_A run of records_
================

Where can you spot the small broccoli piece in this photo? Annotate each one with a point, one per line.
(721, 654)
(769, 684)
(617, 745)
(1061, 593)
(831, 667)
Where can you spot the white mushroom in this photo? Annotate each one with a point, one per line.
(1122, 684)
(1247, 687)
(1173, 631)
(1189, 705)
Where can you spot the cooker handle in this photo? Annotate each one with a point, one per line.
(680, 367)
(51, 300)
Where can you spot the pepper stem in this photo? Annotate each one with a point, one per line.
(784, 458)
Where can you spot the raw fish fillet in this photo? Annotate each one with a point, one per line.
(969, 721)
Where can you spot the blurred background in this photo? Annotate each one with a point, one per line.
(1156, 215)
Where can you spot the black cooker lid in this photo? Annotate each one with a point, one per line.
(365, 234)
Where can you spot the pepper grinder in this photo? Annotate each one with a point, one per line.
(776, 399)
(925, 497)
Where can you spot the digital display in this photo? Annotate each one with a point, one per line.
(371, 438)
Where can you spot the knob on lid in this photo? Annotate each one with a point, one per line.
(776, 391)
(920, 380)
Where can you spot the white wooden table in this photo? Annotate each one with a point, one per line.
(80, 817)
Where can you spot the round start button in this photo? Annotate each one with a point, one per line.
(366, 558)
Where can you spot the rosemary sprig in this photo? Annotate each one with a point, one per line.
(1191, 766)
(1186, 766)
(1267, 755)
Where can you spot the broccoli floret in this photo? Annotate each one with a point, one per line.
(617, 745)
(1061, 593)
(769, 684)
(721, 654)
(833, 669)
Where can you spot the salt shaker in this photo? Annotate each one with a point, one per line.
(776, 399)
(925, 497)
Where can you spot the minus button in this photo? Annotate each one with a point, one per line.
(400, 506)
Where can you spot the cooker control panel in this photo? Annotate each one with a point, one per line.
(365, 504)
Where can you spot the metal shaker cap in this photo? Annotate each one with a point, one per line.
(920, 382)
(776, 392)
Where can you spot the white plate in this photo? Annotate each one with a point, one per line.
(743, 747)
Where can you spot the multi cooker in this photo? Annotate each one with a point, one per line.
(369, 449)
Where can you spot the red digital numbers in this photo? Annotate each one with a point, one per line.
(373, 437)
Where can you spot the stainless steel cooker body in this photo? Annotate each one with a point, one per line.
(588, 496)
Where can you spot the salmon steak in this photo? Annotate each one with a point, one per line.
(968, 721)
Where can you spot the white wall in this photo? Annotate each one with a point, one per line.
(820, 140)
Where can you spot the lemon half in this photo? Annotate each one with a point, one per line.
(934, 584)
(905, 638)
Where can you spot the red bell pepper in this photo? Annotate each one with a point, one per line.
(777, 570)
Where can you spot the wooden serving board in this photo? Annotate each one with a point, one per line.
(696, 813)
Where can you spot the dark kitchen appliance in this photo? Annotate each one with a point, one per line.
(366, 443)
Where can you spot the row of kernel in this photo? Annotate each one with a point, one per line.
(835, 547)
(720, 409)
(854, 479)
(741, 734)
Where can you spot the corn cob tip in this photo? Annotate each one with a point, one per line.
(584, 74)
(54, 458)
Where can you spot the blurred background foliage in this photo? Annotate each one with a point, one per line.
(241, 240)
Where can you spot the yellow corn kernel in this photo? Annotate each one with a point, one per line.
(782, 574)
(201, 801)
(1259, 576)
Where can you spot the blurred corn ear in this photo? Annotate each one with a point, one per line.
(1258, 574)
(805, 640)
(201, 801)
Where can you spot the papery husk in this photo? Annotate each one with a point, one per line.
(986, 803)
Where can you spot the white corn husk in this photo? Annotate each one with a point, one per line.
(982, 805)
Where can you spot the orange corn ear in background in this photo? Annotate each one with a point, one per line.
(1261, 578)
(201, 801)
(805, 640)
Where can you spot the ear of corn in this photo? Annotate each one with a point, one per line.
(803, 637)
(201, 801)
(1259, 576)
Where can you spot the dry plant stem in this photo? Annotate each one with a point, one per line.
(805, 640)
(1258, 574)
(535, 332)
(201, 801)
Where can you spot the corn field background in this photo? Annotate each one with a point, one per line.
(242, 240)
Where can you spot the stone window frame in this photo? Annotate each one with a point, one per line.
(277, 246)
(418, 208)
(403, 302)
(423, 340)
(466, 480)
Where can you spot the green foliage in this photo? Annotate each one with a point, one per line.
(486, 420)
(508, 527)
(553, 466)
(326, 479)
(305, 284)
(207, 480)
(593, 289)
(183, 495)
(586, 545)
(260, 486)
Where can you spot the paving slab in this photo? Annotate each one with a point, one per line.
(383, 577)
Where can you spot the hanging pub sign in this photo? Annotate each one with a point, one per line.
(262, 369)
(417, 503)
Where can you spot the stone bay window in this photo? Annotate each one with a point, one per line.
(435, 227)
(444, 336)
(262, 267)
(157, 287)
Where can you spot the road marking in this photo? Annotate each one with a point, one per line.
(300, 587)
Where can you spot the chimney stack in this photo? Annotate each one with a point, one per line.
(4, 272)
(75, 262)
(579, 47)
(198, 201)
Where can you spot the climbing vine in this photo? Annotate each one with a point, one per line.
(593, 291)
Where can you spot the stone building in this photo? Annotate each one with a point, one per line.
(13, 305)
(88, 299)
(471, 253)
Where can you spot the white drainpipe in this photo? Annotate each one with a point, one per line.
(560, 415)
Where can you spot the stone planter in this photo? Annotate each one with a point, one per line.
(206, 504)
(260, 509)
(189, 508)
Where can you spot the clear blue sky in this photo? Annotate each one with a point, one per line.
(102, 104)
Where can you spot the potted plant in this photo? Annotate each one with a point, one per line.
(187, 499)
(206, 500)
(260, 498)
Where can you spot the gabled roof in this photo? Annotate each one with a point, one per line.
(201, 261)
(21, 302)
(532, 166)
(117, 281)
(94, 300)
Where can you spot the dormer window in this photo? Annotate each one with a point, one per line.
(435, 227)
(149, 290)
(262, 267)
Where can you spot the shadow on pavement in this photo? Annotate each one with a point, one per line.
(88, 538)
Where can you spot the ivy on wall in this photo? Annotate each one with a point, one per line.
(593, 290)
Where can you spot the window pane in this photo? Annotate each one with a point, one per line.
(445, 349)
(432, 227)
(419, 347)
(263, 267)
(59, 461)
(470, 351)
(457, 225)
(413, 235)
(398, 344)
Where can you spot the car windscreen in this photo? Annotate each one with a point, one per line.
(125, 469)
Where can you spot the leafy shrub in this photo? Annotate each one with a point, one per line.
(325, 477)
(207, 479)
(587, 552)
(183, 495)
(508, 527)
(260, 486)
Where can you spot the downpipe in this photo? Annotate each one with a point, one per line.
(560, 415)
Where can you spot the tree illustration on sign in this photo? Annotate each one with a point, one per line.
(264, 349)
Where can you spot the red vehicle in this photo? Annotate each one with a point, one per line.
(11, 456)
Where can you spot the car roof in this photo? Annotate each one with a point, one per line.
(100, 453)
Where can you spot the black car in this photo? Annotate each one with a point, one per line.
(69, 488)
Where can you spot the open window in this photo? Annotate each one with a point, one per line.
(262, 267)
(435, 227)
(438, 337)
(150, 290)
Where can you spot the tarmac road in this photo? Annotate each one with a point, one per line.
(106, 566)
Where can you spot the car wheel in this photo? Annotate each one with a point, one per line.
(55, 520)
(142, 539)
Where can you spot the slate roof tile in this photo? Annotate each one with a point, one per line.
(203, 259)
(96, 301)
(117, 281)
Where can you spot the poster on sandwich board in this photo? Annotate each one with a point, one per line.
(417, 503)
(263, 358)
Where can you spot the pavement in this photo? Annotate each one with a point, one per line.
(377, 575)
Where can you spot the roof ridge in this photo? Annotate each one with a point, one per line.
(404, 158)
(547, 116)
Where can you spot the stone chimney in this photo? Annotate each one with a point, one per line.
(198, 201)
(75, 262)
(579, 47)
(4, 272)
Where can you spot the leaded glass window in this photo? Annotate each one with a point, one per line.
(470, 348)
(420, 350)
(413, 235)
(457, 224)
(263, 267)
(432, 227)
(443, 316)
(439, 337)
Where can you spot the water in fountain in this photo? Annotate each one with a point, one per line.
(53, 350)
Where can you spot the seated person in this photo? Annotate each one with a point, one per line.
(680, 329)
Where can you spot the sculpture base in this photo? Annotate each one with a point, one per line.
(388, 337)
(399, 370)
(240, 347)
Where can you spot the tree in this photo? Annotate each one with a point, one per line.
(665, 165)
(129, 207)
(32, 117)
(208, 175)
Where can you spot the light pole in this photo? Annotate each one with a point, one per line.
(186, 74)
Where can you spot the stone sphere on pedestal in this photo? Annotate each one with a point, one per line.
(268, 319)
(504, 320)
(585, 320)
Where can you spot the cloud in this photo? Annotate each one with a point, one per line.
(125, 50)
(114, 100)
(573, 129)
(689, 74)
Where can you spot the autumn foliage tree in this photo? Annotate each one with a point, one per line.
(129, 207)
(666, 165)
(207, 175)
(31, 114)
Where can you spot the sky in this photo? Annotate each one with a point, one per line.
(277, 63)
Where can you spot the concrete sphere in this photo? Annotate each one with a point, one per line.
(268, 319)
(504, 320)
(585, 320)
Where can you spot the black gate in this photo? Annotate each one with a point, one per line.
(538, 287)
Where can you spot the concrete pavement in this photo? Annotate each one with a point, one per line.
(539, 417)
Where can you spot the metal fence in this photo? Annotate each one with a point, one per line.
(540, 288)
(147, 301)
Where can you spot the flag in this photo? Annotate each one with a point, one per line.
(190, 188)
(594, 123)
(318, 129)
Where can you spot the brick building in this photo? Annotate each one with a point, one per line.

================

_What you are asked to do_
Retype the material from its first line through the line containing "(1189, 705)", keeping every line the same.

_Complete response_
Where can you spot the small broccoli piece in this photo? Annotate each one with a point, one per line.
(721, 654)
(769, 684)
(617, 745)
(1061, 593)
(831, 667)
Where can you spot the white mushroom in this photo? Annotate each one with a point, one per line.
(1122, 684)
(1247, 687)
(1173, 631)
(1189, 705)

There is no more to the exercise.